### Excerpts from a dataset
# # # #
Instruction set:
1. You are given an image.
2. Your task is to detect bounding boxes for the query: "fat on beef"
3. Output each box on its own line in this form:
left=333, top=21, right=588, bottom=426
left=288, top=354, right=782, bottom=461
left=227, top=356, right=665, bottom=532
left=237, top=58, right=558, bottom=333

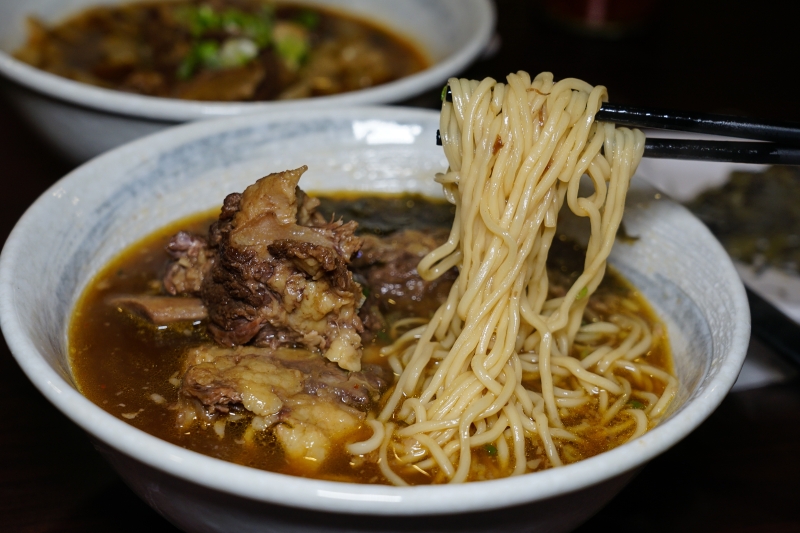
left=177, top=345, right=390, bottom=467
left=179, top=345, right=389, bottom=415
# # # #
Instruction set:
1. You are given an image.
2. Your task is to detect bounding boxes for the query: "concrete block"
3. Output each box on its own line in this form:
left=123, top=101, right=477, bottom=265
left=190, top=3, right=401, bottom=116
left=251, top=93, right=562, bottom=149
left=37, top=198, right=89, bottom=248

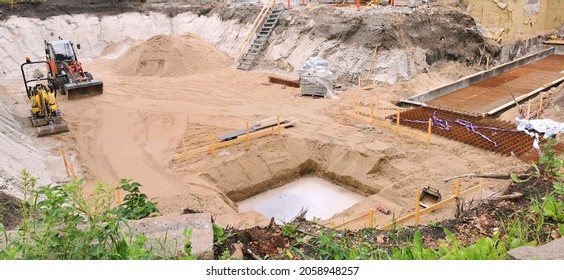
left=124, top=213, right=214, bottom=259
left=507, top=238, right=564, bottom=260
# # # #
### Work instructions
For every line above that includes the string "Your", copy the line.

### Written answer
2. Your task is to detect bounding boxes for the query: "fat on beef"
2. Your task is to detect bounding boxes for the query: "concrete block"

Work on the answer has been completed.